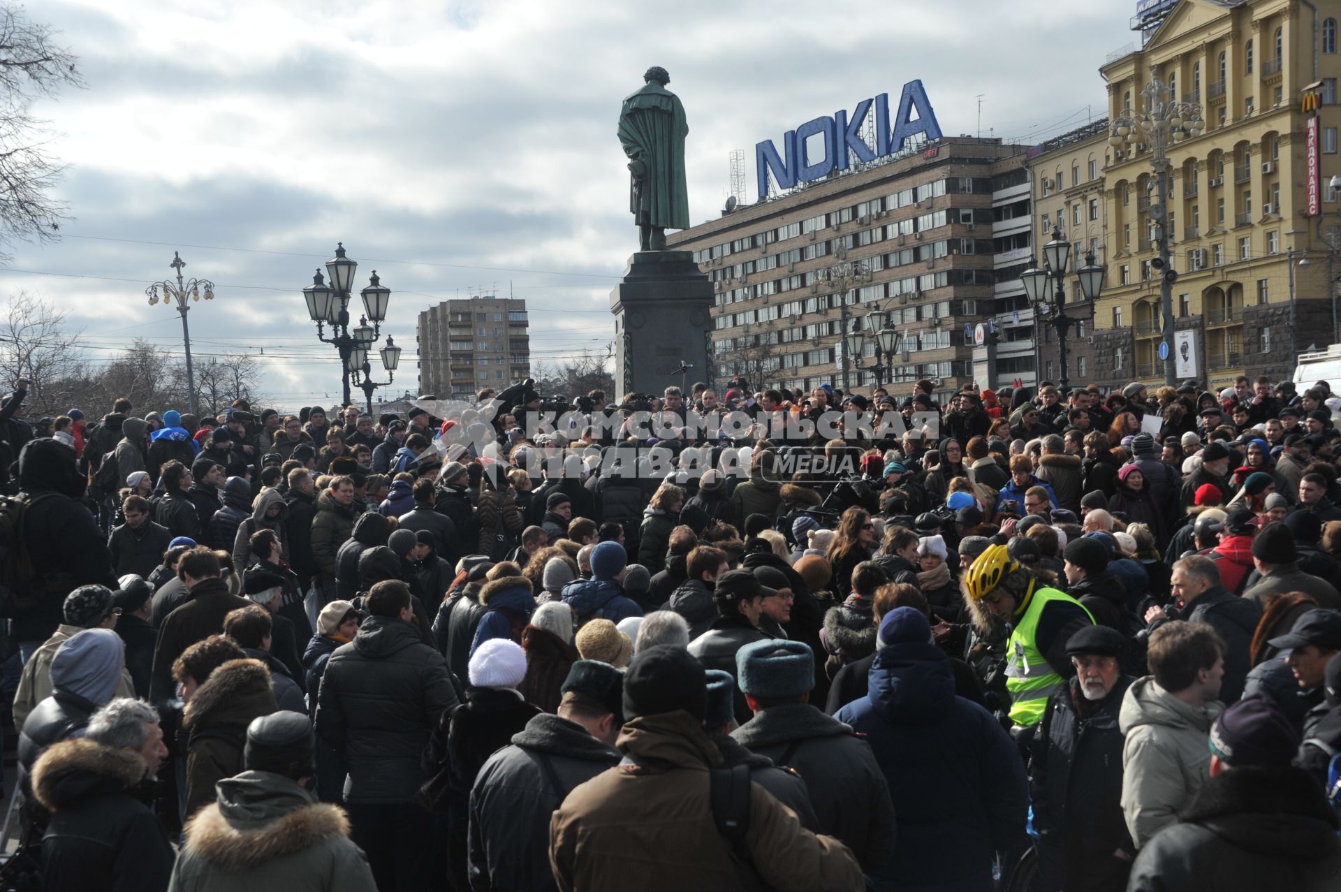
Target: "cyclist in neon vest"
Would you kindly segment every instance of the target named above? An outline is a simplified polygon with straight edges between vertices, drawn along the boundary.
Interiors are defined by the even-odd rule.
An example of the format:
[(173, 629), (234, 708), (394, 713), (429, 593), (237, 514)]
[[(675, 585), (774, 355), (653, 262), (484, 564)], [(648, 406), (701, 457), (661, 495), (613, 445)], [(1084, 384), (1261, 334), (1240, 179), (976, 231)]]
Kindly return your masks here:
[(1010, 719), (1018, 726), (1038, 724), (1047, 698), (1065, 689), (1073, 673), (1066, 641), (1094, 618), (1080, 601), (1046, 586), (1027, 566), (1012, 561), (1004, 545), (978, 555), (964, 575), (964, 590), (972, 609), (1008, 624)]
-------
Reproduce every line of the records above verbatim, leaving out the pictures.

Target: "cyclist in neon vest"
Would you kindly segment every instance of the target named above? An outline is a simplified polygon with straight edges between vertices, drawn along the boundary.
Interiors are defined by the even-odd rule.
An example of the format:
[(173, 629), (234, 708), (394, 713), (429, 593), (237, 514)]
[[(675, 585), (774, 355), (653, 262), (484, 564)], [(648, 406), (701, 457), (661, 495), (613, 445)], [(1084, 384), (1261, 334), (1240, 179), (976, 231)]]
Kindly return your masks here:
[(1010, 719), (1018, 726), (1038, 724), (1047, 698), (1065, 689), (1073, 673), (1066, 641), (1094, 618), (1080, 601), (1046, 586), (1027, 566), (1012, 561), (1004, 545), (978, 555), (964, 575), (964, 590), (972, 609), (1008, 624)]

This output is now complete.